Excerpt to read.
-- Opening Marker --
Maya Angelou died Wednesday at 86. Truth to tell, I know very little about her and yet what I know makes me love her as if I knew a thing or two. As with others, I make her up based on almost nothing ... black woman poet, activist, writer, actress and a good deal more perhaps. I make her up and am drawn to what I make up.
Six autobiographies?! For that alone I would honor her honesty.
But otherwise my made-up Maya Angelou is a spare branch, a creation I somehow insist on making because I love what I have made up. A woman of courage and sass and laughter. A black woman who did not play the "black" card. A woman who seemed unencumbered by her accomplishments. A person I imagine I would like to know and am glad I did not.
A ... person ... of ... substance ....
And God how I love people of substance! Just being on the same planet with them lightens my day. No need to play at substance when substance is the substance of the substance.
I know there are many people who knew her better and might yank my inventive chain and bring this person into a more even-tempered focus. An egotist, perhaps, or a preen-er, or some other facts and figures that would be less adoring than what I have made up and adore.
Like a patient waiting in the dentist's office, I have read a half of some old article and then it is my turn -- time to set the magazine aside and allow the accumulated but incomplete information to wisp away like some coitus interruptus ... what need to remember the joke without a punch line, an article without a "the end?"
Would I like Maya Angelou more or less if I knew her better? Probably less, which is why I am content to know less ... and adore.
-- Closing Marker --
Using the information.
1. According to the reflection on Maya Angelou, how old was she when she died?
2. Go on with the reflection on Maya Angelou, starting after its last sentence.
The material that comes next has nothing to do with this.

Data records.
-- Opening Marker --
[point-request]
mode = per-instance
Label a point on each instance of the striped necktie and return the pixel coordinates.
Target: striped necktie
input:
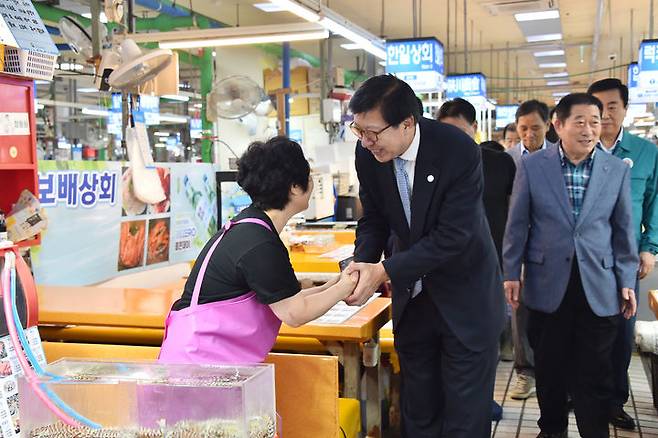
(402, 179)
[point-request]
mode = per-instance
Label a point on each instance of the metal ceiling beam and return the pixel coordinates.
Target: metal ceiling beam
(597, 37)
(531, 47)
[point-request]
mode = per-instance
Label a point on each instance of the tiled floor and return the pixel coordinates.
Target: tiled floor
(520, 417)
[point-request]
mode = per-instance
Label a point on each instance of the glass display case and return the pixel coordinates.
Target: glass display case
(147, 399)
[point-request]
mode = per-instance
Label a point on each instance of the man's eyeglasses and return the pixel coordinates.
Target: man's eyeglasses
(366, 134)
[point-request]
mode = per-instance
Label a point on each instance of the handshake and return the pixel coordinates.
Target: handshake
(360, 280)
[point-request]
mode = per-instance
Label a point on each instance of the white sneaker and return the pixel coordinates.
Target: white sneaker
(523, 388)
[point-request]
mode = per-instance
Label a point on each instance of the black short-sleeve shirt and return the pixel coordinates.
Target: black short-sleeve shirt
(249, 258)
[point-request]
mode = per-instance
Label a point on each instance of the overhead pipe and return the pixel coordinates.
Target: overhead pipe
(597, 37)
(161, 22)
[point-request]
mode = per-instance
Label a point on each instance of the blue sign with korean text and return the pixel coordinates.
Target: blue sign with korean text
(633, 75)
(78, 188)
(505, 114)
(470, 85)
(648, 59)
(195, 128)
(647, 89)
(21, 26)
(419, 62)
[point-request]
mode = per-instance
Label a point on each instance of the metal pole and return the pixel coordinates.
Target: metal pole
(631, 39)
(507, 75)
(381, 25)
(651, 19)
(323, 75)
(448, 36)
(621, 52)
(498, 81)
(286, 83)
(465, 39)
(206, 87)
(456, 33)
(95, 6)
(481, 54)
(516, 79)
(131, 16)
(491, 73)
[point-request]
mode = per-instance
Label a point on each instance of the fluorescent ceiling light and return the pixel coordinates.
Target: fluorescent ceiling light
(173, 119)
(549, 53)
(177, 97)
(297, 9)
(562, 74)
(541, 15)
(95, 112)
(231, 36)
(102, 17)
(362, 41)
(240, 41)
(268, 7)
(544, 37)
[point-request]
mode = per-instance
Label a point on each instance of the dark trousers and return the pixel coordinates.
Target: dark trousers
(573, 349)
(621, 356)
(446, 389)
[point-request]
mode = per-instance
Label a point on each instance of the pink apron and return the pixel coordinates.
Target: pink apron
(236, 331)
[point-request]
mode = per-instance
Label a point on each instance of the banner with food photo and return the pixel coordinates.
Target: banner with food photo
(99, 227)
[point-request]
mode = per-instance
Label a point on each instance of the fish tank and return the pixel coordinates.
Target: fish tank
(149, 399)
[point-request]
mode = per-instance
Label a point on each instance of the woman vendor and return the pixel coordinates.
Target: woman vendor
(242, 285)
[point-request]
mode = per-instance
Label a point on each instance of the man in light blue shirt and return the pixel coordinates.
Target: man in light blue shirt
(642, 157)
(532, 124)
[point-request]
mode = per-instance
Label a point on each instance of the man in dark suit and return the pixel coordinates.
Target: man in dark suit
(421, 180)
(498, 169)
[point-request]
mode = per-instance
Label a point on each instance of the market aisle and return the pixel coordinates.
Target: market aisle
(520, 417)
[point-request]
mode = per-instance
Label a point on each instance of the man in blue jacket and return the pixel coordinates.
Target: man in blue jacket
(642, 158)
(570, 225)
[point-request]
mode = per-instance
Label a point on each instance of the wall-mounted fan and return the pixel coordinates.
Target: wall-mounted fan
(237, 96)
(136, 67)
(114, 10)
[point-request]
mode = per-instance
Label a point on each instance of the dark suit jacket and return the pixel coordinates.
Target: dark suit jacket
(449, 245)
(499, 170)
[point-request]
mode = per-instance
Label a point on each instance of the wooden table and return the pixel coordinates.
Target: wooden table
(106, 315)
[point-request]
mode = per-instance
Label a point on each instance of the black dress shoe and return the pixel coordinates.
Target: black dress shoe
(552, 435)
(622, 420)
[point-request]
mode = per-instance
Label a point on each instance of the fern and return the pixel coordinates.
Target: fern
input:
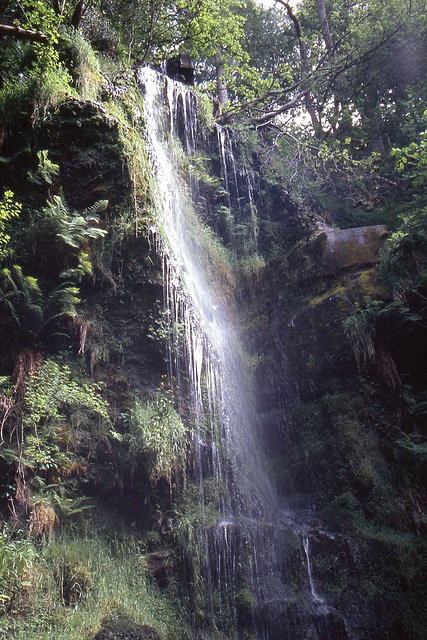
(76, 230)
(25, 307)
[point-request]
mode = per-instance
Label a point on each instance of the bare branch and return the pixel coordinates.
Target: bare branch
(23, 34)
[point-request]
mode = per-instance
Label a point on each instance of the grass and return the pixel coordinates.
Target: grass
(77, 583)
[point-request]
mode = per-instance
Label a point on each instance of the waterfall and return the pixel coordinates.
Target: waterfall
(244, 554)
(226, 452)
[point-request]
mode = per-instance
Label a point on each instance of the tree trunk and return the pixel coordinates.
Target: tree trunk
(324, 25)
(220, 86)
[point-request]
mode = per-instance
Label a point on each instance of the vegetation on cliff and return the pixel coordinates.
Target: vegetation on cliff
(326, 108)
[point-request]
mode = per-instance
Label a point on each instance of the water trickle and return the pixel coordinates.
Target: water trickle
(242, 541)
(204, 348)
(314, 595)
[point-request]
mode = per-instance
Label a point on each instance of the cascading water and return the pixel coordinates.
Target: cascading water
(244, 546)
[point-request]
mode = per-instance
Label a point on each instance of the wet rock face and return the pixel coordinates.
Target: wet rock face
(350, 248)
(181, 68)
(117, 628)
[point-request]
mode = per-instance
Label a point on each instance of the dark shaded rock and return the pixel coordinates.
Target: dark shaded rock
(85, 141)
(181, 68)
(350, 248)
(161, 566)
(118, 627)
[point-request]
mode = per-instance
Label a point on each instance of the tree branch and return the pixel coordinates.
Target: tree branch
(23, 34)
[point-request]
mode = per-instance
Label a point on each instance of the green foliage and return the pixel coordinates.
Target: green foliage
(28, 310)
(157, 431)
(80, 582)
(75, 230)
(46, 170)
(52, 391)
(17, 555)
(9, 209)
-- Closing Marker --
-- Opening Marker --
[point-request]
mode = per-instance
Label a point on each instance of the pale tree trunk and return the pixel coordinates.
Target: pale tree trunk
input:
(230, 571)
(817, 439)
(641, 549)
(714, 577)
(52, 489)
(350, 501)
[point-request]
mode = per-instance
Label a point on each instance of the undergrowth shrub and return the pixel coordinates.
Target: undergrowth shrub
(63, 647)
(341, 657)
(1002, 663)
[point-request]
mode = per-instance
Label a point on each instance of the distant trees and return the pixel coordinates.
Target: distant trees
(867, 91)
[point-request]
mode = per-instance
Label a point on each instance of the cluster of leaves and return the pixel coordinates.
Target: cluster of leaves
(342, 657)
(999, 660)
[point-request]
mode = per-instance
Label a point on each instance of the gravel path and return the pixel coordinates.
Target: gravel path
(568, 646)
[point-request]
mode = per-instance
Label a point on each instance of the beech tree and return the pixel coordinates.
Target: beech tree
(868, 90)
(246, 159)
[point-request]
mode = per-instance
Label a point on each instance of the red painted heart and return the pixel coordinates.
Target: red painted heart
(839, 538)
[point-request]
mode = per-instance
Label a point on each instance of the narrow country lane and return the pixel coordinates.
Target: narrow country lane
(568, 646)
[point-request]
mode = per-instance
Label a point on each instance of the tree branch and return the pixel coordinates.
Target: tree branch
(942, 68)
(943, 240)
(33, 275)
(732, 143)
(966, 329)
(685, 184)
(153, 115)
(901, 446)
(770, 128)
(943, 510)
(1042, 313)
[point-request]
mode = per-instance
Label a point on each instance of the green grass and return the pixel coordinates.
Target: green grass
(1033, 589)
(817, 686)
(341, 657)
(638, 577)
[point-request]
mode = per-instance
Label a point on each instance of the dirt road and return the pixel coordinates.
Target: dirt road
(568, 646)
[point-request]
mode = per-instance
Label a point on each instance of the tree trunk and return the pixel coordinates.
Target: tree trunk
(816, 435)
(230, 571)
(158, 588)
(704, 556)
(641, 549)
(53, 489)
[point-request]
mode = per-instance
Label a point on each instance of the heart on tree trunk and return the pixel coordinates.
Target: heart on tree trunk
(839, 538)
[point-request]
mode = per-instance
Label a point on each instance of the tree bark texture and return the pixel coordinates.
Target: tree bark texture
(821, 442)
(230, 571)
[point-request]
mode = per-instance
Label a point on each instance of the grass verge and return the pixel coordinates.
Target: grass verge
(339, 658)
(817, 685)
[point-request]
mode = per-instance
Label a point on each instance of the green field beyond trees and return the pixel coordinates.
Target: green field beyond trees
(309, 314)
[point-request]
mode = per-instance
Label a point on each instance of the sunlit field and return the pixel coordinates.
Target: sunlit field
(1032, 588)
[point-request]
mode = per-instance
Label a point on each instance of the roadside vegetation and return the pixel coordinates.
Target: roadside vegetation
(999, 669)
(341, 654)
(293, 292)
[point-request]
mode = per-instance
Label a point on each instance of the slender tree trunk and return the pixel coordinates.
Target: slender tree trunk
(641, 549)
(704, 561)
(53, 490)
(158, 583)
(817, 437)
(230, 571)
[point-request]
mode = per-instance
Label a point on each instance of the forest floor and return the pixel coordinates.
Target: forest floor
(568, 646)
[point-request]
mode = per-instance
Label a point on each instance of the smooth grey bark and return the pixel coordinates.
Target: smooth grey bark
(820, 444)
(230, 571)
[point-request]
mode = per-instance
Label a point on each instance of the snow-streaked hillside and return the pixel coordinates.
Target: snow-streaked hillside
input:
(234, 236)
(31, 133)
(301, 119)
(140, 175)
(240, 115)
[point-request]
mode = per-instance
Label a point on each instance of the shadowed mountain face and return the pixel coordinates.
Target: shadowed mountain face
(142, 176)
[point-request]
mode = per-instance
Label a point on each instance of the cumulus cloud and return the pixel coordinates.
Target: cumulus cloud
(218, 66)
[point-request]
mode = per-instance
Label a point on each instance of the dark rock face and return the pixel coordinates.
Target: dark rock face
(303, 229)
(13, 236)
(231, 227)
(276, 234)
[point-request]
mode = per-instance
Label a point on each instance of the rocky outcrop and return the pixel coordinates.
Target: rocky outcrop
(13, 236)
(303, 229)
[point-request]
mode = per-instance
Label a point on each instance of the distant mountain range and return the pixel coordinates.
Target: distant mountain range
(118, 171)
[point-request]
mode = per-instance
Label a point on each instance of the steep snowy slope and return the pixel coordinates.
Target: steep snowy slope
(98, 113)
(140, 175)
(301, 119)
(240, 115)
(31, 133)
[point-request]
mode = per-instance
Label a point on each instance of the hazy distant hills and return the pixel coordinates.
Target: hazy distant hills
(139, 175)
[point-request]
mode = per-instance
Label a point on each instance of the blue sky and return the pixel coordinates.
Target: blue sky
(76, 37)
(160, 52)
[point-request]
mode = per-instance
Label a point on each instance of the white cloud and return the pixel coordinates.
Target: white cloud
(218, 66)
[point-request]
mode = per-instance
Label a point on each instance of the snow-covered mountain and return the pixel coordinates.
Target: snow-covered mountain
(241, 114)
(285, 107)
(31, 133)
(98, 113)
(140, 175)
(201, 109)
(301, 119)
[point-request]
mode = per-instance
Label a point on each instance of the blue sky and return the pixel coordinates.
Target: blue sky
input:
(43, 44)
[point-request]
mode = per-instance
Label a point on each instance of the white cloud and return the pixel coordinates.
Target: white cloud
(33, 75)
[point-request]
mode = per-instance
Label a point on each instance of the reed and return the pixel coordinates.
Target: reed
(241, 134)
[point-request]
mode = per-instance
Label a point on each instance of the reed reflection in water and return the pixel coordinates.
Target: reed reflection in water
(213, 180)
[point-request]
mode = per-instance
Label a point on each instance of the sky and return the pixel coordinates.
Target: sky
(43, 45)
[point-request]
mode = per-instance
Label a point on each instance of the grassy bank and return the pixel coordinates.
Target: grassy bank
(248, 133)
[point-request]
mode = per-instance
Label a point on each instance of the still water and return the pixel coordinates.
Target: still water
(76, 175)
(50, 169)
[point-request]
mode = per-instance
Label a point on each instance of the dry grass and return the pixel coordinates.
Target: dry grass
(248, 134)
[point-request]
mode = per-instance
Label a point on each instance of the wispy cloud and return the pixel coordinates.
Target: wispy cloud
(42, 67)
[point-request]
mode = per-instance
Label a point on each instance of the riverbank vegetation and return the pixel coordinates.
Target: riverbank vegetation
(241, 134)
-- Closing Marker --
Expected responses.
1. 86

2.
What does it mean to be a person of substance? I know it is gets wild applause on my applause-meter, but what is it? Is it perhaps like the menu in some effete upscale restaurant: "If you have to ask the price, you can't afford it."? Is it like the Supreme Court justice's alleged assessment of pornography: "I may not know what it is, but I know it when I see it"?
No, I do not know who Maya Angelou is or was. I acknowledge the flimsy nature of my appreciation and adoration.
But I cannot imagine I am much different from others ... adoration feels too good to deny. And at my age, objects of adoration, like people of substance, are few and far between.
I own a paperback of one of her autobiographies, read it twice. An amazing life and admirable individual. I especially like that she told Al Sharpton that he lacks women in his organization and must correct himself before he can correct the world. Fearlessly honest and determined in her effort to do the world a favor that wasn't owed. She said the felt that she owed the world her story, but that was a kindness on her part in my opinion. She was kind, and that's the highest praise i can think of.